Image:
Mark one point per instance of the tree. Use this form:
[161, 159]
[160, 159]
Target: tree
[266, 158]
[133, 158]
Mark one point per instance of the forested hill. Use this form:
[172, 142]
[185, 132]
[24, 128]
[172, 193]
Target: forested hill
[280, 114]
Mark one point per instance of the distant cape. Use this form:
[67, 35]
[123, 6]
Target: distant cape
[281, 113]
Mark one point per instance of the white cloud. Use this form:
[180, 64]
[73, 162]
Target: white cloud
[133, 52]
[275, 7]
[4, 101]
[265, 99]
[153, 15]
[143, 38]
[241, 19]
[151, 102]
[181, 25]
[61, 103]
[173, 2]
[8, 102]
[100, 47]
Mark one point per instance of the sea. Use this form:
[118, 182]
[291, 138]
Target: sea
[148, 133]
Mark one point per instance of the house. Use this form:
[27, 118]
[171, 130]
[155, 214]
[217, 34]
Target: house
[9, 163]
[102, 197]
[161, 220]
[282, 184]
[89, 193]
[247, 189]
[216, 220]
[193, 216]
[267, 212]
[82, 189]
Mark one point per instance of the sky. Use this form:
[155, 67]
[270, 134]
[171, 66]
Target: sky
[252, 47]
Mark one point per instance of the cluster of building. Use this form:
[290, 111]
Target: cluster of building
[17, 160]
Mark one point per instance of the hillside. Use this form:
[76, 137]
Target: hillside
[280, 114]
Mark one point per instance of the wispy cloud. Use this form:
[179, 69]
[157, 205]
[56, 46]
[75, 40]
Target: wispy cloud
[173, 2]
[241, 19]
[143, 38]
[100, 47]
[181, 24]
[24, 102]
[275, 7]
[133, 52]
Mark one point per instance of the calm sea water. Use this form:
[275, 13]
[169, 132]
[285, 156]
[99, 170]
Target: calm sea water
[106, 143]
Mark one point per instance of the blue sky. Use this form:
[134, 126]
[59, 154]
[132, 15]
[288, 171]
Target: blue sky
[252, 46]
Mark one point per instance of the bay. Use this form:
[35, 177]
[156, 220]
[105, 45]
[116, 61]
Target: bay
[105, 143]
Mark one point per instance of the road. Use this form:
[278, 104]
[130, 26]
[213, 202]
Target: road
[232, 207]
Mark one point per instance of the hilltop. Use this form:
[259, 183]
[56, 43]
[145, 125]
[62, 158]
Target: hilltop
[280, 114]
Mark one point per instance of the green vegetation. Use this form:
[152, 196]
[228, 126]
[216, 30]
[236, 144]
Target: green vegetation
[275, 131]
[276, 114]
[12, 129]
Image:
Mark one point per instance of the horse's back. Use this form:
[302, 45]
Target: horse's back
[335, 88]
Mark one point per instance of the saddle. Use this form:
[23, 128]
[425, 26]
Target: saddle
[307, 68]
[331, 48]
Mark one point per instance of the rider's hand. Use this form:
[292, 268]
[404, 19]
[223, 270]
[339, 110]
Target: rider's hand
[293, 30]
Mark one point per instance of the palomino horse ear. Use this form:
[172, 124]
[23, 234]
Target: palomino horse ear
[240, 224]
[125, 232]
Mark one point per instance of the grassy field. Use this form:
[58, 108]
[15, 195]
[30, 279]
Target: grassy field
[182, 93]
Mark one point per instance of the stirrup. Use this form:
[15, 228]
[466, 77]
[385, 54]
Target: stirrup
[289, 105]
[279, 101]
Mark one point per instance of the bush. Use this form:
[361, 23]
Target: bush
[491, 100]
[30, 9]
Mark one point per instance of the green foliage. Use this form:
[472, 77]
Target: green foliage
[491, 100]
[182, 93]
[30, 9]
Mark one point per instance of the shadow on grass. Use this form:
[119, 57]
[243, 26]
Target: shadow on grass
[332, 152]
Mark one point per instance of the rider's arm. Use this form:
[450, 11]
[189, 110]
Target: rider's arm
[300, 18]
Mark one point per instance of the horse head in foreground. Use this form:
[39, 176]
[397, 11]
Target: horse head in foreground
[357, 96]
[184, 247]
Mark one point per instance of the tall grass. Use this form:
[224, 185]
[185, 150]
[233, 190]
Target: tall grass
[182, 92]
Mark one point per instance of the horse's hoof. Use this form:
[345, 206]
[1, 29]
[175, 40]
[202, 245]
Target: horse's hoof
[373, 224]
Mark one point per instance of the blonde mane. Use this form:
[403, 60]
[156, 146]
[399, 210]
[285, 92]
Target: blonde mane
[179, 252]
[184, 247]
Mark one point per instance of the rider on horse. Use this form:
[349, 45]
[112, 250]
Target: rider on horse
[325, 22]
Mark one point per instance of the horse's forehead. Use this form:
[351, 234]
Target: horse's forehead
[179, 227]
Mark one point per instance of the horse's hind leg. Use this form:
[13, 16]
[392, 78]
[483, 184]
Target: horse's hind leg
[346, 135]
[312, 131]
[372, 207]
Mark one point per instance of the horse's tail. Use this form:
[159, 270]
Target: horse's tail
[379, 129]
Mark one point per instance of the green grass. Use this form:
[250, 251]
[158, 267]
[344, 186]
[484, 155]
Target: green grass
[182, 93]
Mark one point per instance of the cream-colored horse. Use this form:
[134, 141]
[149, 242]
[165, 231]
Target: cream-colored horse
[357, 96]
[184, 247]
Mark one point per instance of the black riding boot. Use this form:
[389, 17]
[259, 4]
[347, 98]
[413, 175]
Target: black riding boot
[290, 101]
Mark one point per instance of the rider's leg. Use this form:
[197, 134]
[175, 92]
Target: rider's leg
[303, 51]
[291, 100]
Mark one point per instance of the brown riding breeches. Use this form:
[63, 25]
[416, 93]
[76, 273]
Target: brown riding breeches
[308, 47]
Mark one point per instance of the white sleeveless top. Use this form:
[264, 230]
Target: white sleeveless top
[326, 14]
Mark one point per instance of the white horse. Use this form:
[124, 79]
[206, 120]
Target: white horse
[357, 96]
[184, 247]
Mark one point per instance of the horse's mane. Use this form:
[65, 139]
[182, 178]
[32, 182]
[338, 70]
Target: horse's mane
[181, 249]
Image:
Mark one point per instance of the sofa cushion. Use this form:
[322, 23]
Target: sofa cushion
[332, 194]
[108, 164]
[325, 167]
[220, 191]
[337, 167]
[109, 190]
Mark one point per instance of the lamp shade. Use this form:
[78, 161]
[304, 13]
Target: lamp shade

★ ★ ★

* _Do this_: Could you reproduce every record above exactly as it appears?

* _Exercise output_:
Image:
Mark one point per instance of the tree. Use this form:
[161, 159]
[160, 159]
Target: tree
[266, 158]
[133, 158]
Mark one point per instance of the forested hill. Use this form:
[172, 142]
[185, 132]
[24, 128]
[172, 193]
Target: forested hill
[280, 114]
Mark one point per instance of the distant cape. Use this form:
[67, 35]
[123, 6]
Target: distant cape
[281, 113]
Mark one point per instance of the white cloud. Use this form:
[180, 64]
[73, 162]
Target: white cloud
[133, 52]
[275, 7]
[4, 101]
[265, 99]
[153, 15]
[143, 38]
[241, 19]
[151, 102]
[181, 25]
[61, 103]
[173, 2]
[8, 102]
[100, 47]
Mark one point per instance of the sea. Use this form:
[118, 182]
[291, 138]
Target: sea
[148, 133]
Mark one point per instance of the house. Use this form:
[27, 118]
[171, 130]
[155, 214]
[217, 34]
Target: house
[9, 163]
[102, 197]
[161, 220]
[282, 184]
[89, 193]
[247, 189]
[216, 220]
[193, 216]
[267, 212]
[82, 189]
Mark one point per instance of the sky. Use this form:
[155, 67]
[270, 134]
[171, 66]
Target: sky
[252, 47]
Mark one point per instance of the cluster of building. Use this form:
[290, 111]
Target: cluster of building
[17, 160]
Mark one point per instance of the hillside. Use this form:
[76, 137]
Target: hillside
[280, 114]
Mark one point per instance of the wispy cloud. Use this form:
[179, 69]
[157, 205]
[56, 46]
[75, 40]
Target: wispy cloud
[173, 2]
[241, 19]
[143, 38]
[100, 47]
[181, 24]
[24, 102]
[275, 7]
[133, 52]
Mark one point per instance of the calm sea water. Use this form:
[275, 13]
[169, 132]
[285, 156]
[99, 170]
Target: calm sea water
[106, 143]
Mark one point per instance of the blue sky. Use this form:
[134, 126]
[59, 154]
[132, 15]
[288, 171]
Target: blue sky
[252, 46]
Mark one point per instance of the bay. Use this form:
[35, 177]
[156, 220]
[105, 45]
[116, 61]
Target: bay
[105, 143]
Mark one point per instance of the road. Use this form:
[278, 104]
[130, 26]
[213, 202]
Target: road
[232, 207]
Mark one point per instance of the hilltop. Use this form:
[259, 183]
[56, 43]
[145, 125]
[62, 158]
Target: hilltop
[280, 114]
Mark one point per instance of the green vegetation. Use this form:
[152, 196]
[228, 126]
[216, 30]
[236, 144]
Target: green vegetation
[275, 131]
[276, 114]
[12, 129]
Image:
Mark one point per instance of the horse's back. Use this form:
[302, 45]
Target: horse's back
[335, 88]
Mark one point per instance of the saddle. Use this form:
[23, 128]
[425, 26]
Target: saddle
[307, 68]
[331, 48]
Mark one point per instance of the rider's hand. Use this form:
[292, 268]
[404, 19]
[223, 270]
[339, 110]
Target: rider's hand
[293, 30]
Mark one point per instance of the palomino horse ear. Use this form:
[172, 124]
[23, 234]
Target: palomino horse ear
[240, 224]
[125, 232]
Mark one point per instance of the grassy field. Use this form:
[58, 108]
[15, 195]
[30, 279]
Target: grassy field
[182, 93]
Mark one point per instance of the stirrup. Use this form:
[15, 228]
[466, 77]
[385, 54]
Target: stirrup
[289, 105]
[279, 101]
Mark one point per instance of the bush. Use this form:
[361, 23]
Target: bush
[491, 100]
[30, 9]
Mark one point per instance of the green foliage. Use this form:
[472, 77]
Target: green foliage
[491, 100]
[182, 93]
[30, 9]
Mark one point per instance of the shadow on grass. Use this form:
[119, 57]
[243, 26]
Target: shadow on grass
[332, 152]
Mark one point per instance of the rider's arm. Use this form:
[450, 11]
[189, 110]
Target: rider's arm
[300, 18]
Mark one point per instance of the horse head in foreground. Use this form:
[39, 176]
[397, 11]
Target: horse head in foreground
[357, 96]
[184, 247]
Mark one point per instance of the tall grass. Use this form:
[224, 185]
[185, 150]
[233, 190]
Target: tall grass
[182, 92]
Mark one point per instance of the horse's hoof. Use this form:
[345, 206]
[1, 29]
[175, 40]
[202, 245]
Target: horse's hoof
[373, 224]
Mark one point per instance of the blonde mane. Use this form:
[403, 60]
[156, 146]
[399, 210]
[285, 92]
Target: blonde mane
[179, 252]
[184, 247]
Mark one point per instance of the rider on horse. Use this form:
[349, 45]
[112, 250]
Target: rider on horse
[325, 22]
Mark one point per instance of the horse's forehead. Use this form:
[351, 234]
Target: horse's forehead
[179, 227]
Mark one point per instance of the horse's hind leg. Use this form:
[13, 16]
[392, 78]
[483, 184]
Target: horse's hind leg
[346, 135]
[312, 131]
[372, 207]
Mark one point per instance of the horse's tail. Use this form:
[159, 270]
Target: horse's tail
[379, 129]
Mark one point per instance of the green grass. Use this form:
[250, 251]
[158, 267]
[344, 186]
[484, 155]
Target: green grass
[182, 93]
Mark one point per instance of the cream-colored horse. Use this form:
[134, 141]
[149, 242]
[165, 231]
Target: cream-colored horse
[357, 96]
[184, 247]
Mark one point per instance of the black riding boot. Use this form:
[389, 17]
[259, 4]
[347, 98]
[413, 175]
Target: black riding boot
[290, 101]
Mark one point per instance of the rider's leg. Use this form:
[197, 134]
[175, 92]
Target: rider's leg
[303, 51]
[291, 100]
Mark one point per instance of the brown riding breeches. Use this form:
[63, 25]
[416, 93]
[76, 273]
Target: brown riding breeches
[308, 47]
Mark one point per instance of the white sleeveless top. Use this form:
[264, 230]
Target: white sleeveless top
[326, 14]
Mark one point per instance of the white horse. Use this form:
[124, 79]
[206, 120]
Target: white horse
[357, 96]
[184, 247]
Mark one point per instance of the horse's mane. Use this form:
[65, 139]
[182, 178]
[32, 182]
[338, 70]
Target: horse's mane
[181, 249]
Image:
Mark one point per instance of the sofa cushion. Use this form:
[322, 23]
Target: sofa cushion
[332, 194]
[108, 164]
[325, 167]
[220, 191]
[337, 167]
[109, 190]
Mark one point per instance of the lamp shade. Use this form:
[78, 161]
[304, 13]
Target: lamp shade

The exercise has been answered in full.